▶ [What to do]: Retype all material exactly. Pictures stay out of the copy.

▶ [Working data]:
____________

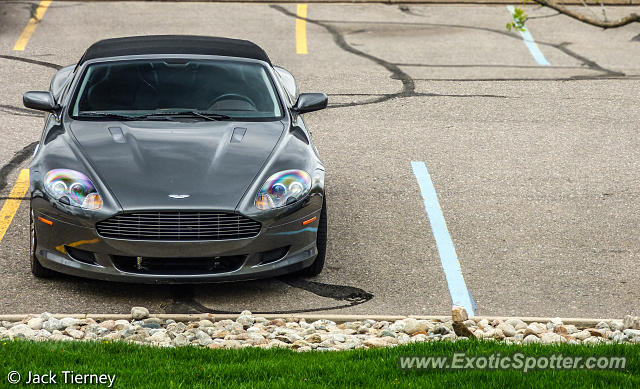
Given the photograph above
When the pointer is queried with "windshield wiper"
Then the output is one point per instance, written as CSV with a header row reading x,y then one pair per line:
x,y
194,113
110,115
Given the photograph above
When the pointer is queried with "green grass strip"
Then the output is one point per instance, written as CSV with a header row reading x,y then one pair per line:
x,y
189,367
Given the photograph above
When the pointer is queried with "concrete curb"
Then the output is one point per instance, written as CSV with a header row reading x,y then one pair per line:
x,y
443,2
578,322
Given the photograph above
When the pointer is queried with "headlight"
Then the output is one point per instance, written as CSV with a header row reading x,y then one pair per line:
x,y
72,188
283,188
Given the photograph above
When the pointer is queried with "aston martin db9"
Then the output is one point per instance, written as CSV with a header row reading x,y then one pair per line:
x,y
169,159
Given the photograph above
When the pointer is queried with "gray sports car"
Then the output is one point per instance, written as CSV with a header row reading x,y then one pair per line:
x,y
170,159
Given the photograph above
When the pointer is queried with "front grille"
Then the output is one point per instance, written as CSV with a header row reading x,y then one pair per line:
x,y
178,266
172,226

____________

▶ [Solved exercise]:
Given the photograph above
When the pointer is queried with "windshield wiper"
Then the output is one point per instance, written as CSV with a header row reading x,y then one pair per line:
x,y
194,113
110,115
Given the photograph above
When the pointer is queried with "green grass strip"
Then the output is one point per instance, written as CSV with a header row reading x,y then one pair per line:
x,y
189,367
Given the photograph above
When the pointer is queried with "concrete curb"
Then the output is one point per instance, written as CSV with a header row reading x,y then one pair per line:
x,y
443,2
578,322
Given the photograph above
When the pointer is queried with "headlight"
Then the output is one point per instance, written as CSV with a header row reading x,y then one pair per line:
x,y
72,188
283,188
Given the photograph above
When the pointer is queried with "aston martin db9"
Then the output is one point per instance, written as CSV with a header row reading x,y then one pair per line:
x,y
169,159
Given the photograph above
When the pointer is queried with "gray sports car"
Then the output is one point per instance, written as CSV with a header row reading x,y then one pair per line:
x,y
170,159
Given the photograph above
When the pointer is queried with "front grille"
Then the output is one point per instance, written as CSV with a header row reading x,y then one pair per line:
x,y
178,266
172,226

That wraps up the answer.